── PAGE EXCERPT ──

SYNTAX: nutM=nutation_M(juldate,eqOfEq=eqOfEq)
ARGS:
juldate:    double scalar julian date for nutation.
RETURNS:
nutM[3,3]: double matrix to go from mean coordinates of date to
eqOfEq: double  if keyword supplied then the equation of the equinox will
be returned here. This is needed to go from mean to
apparent lst.
DESCRIPTION

Return nutation matrix that is used to go from mean coordinates of date to
the true coordinates of date. The nutation matrix corrects for the short
term periodic motions of the celestial pole (18 year and less....).
This matrix should be applied after the precession matrix that goes from
mean position of  epoch to mean position of date. This uses the 1980
IAU Theory of Nutation.
The equation of the equinox is also returned. This is the value to take
you from mean sidereal time to apparent sidereal time (see page B6 of AA).
It is nut (counting from 0).

───
── GIVEN INFORMATION ──

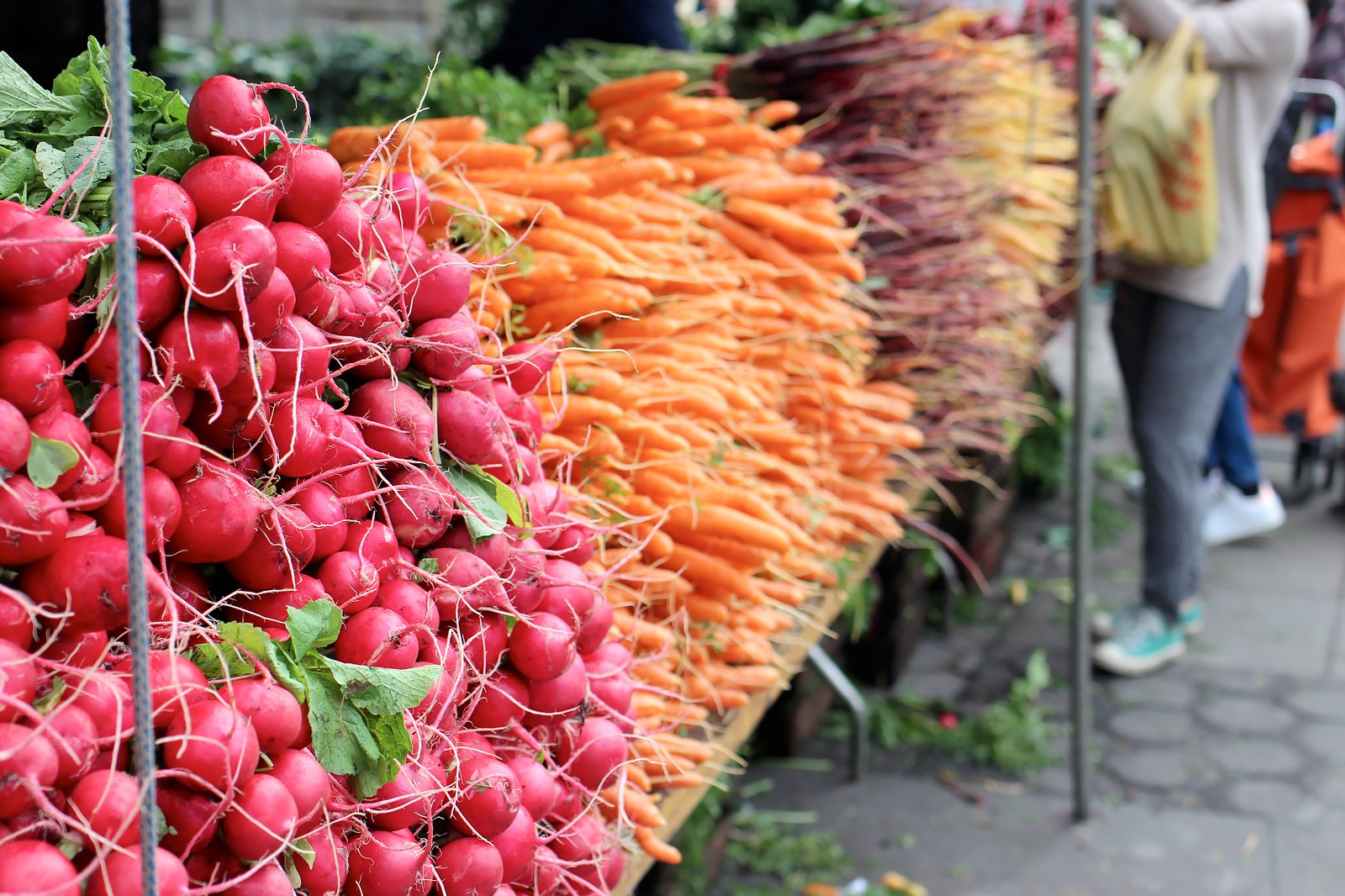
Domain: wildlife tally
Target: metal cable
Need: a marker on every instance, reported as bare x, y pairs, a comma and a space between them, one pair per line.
132, 445
1082, 472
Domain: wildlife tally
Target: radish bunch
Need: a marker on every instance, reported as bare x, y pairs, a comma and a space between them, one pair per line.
323, 421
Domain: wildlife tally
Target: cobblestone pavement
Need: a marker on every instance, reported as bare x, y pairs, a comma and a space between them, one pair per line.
1224, 774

───

** TASK GOAL **
List every variable name that begins a line under the ARGS and RETURNS headings in the nutation matrix documentation.

** SOLUTION BELOW **
juldate, nutM, eqOfEq